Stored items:
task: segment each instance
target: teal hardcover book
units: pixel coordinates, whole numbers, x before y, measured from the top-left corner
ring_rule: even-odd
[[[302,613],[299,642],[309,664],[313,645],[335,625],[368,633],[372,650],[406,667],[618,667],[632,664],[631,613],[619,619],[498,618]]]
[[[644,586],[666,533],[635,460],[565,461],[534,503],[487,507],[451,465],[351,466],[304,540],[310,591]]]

WORK REQUEST: Return every line of the data unchanged.

WRITTEN RESPONSE:
task: segment each instance
target: teal hardcover book
units: pixel coordinates, whole numbers, x before y, measured from the top-left corner
ring_rule: even-odd
[[[302,613],[299,642],[309,664],[313,645],[335,625],[368,633],[372,650],[406,667],[618,667],[632,664],[631,613],[619,619],[498,618]]]
[[[644,586],[666,533],[635,460],[565,461],[534,503],[487,507],[451,465],[351,466],[304,540],[310,591]]]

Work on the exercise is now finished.